→ The problem
Without including any images, output the listing below exactly.

====

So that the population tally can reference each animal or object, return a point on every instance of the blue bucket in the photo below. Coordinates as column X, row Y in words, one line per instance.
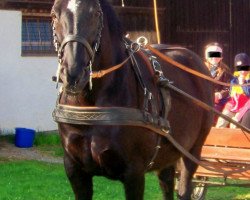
column 24, row 137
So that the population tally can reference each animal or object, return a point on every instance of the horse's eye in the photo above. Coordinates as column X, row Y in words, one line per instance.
column 98, row 13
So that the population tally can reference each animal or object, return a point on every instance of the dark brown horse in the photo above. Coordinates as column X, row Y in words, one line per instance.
column 87, row 34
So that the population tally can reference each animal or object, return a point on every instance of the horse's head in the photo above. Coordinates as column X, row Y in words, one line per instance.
column 77, row 26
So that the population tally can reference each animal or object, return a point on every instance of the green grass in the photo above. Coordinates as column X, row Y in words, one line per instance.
column 49, row 143
column 32, row 180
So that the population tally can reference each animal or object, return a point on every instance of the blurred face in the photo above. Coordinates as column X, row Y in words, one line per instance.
column 242, row 76
column 213, row 55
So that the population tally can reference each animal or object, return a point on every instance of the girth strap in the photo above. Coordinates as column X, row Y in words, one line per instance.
column 107, row 116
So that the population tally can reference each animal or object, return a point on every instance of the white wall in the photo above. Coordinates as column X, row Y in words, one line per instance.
column 27, row 94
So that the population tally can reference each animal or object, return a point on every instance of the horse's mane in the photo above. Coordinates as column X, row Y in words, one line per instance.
column 114, row 23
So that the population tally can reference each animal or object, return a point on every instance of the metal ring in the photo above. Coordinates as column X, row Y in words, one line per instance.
column 135, row 47
column 142, row 41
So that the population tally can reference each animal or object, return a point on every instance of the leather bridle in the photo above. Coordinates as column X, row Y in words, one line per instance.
column 91, row 49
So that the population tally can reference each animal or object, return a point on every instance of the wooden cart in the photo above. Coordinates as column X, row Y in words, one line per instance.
column 229, row 150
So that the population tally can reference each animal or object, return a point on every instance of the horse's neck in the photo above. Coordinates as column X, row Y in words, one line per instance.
column 117, row 87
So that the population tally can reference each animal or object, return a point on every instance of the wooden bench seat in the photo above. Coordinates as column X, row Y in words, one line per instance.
column 229, row 149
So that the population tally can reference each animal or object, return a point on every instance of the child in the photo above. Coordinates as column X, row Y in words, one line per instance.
column 239, row 95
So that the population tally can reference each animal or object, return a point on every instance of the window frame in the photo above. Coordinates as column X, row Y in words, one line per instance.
column 35, row 36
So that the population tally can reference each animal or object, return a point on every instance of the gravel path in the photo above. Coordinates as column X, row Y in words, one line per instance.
column 11, row 152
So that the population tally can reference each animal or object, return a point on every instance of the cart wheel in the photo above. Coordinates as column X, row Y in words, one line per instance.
column 199, row 189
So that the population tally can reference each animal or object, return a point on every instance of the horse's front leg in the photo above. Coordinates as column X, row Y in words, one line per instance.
column 134, row 186
column 185, row 186
column 80, row 181
column 166, row 180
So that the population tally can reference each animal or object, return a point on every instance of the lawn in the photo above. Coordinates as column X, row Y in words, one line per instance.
column 33, row 180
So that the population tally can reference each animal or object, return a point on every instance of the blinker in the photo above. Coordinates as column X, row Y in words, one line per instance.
column 214, row 54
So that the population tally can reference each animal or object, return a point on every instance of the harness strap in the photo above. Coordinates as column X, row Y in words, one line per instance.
column 107, row 116
column 76, row 38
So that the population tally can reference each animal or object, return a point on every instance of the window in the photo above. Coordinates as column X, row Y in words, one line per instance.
column 37, row 37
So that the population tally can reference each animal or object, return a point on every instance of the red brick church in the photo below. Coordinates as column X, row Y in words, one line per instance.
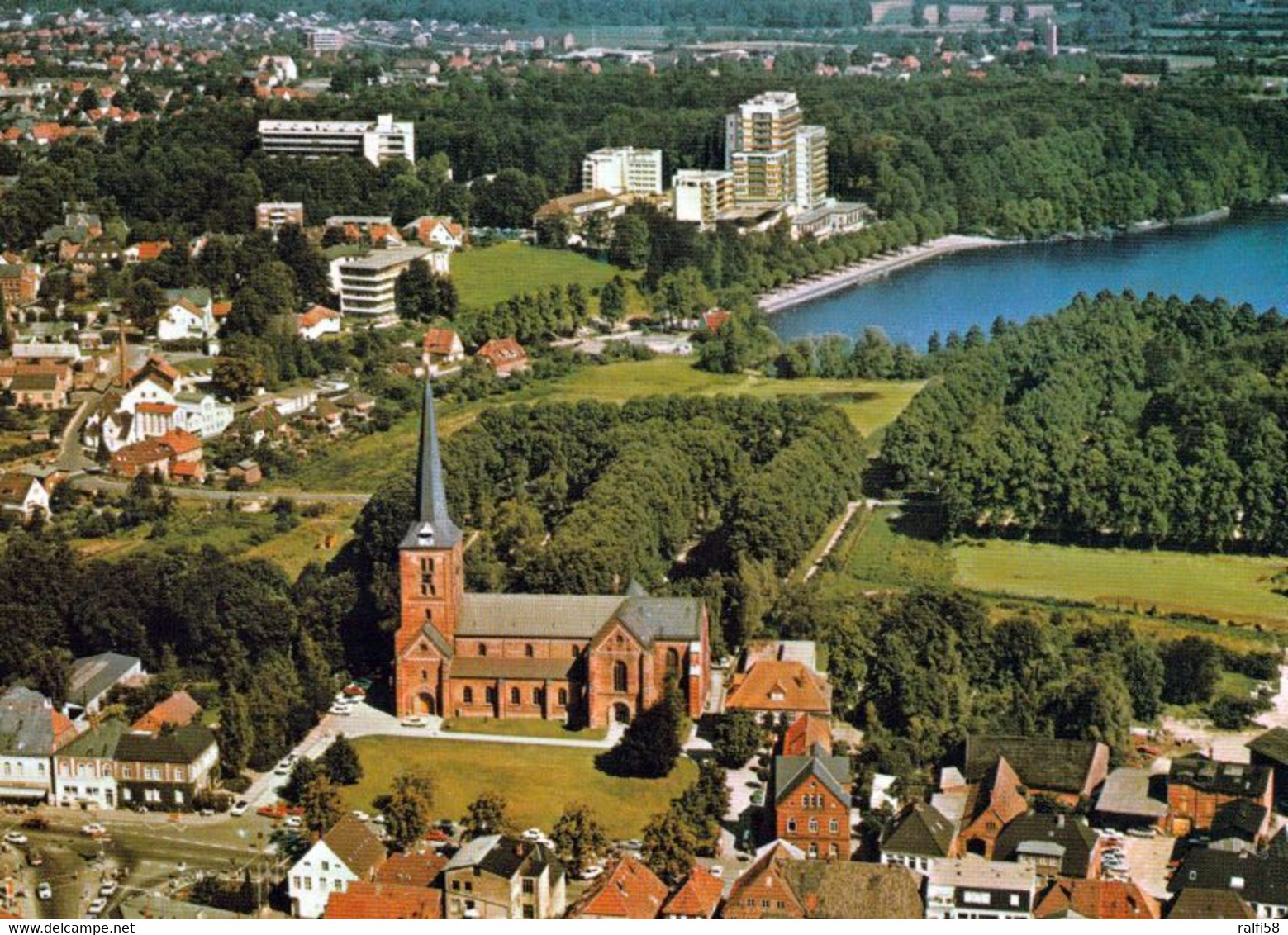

====

→ Answer area
So that the population tally can reference each animal or object, return a point on every instance of the blue bucket in the photo below. Coordinates as column X, row Y in words, one line per instance.
column 24, row 137
So that the population tally can reference each animal or object, return a point on every instance of the horse's eye in the photo above. Coordinates as column X, row Y in words, one line per instance.
column 98, row 13
So that the population tally can reference each animal or object, return a point on every instance of the dark brown horse in the photo above. Coordinates as column X, row Y in words, one line per instance.
column 87, row 34
So that the population tally can reference each animal or object, return a point on every instance of the horse's head in the photo above. Coordinates as column X, row Y in words, one line per instance.
column 77, row 26
So that the population tally can reference each animal or object, return a point on every instance of the green grass in the photo above. Coordinates as column X, row Y in words, one line per instance.
column 49, row 143
column 32, row 180
So that the population tally can reference each animal or object, return a point on every instance of the blurred face in the photo above. Coordinates as column X, row Y in words, one line per instance.
column 242, row 76
column 213, row 55
So that the population tally can reference each animal or object, return a point on every instance of the girth strap in the photo above. Coordinates as column X, row Y in words, one line per instance.
column 107, row 116
So that the population tally can reference each animal or object, return a point on every instance of the white wall in the photo above. Coordinates as column X, row Y in words, one line per instance.
column 27, row 94
So that the population tally can reference each animal or object, return a point on every instance of the horse's mane in the photo above. Coordinates as column X, row Y in words, one line per instance.
column 114, row 23
So that the population tally can reference each animal or object, return a point on every instance of the metal ring in the photo above. Coordinates as column X, row Y in words, one line per instance.
column 135, row 47
column 142, row 41
So that the population tally can reference each animal or object, return a point on every instance of the leather bridle in the photo above. Coordinates as column X, row Y in words, one line per instance.
column 91, row 49
So that the population tally can reference each animal or object, return a point on every instance of the wooden cart in the photo above. Coordinates as column X, row Y in words, one line per instance.
column 229, row 150
So that the population tally can reference each animal or object, return a point on every instance of the horse's neck in the photo above. Coordinates as column X, row Y in words, one line per instance.
column 117, row 87
So that the population tally can reference each animal or object, return a point on every instance of the wooden bench seat in the photo above. Coordinates as column X, row Y in words, one line per instance.
column 229, row 149
So that the population tally can reference each animal or object, return a point on every instance of the child in the photo above. Coordinates as column X, row Y in words, one line per instance.
column 239, row 95
So that the population tally can reference each animal or object, return a point on every instance of the window frame in the photo above. Coordinates as column X, row Y in words, one line per instance.
column 35, row 36
So that the population tally can reference each animal or object, return a point on every instance of the gravel path in the photo above. Coordinates as column X, row Y in words, one line per instance.
column 11, row 152
So that the population tally can reference each animal or object, return a point on every instance of the cart wheel in the photo above. Coordinates as column X, row Y in words, one line per instance.
column 199, row 189
So that the population tally can reference each animal or object, return a point on every instance of the horse's front leg in the photo above. Coordinates as column X, row Y in words, one line per instance.
column 134, row 186
column 185, row 186
column 80, row 181
column 166, row 180
So that the population tally can reference each animal or object, return a point on every instance of the lawn in the photo above. Coordinates as column X, row Y in words, one line per instance.
column 33, row 180
So that the population tally can reference each animal or object, return a point on every instance of the blinker in the photo above. Coordinates as column X, row Y in words, one line per instance.
column 214, row 54
So that the population tally can reference each animal or object, return a point on every instance of the harness strap in the photo above. Coordinates as column X, row Y in words, one line per instance.
column 107, row 116
column 76, row 38
So that the population tally can reference each animal or object, return a point on every instance of the window in the photo above. Coordinates as column X, row Y in words, one line per instance.
column 37, row 37
So that the population tally can reference each animal or object, return a point on every instance of the red brick church in the photo below. Coordinates as column X, row Y in words, one line per instance.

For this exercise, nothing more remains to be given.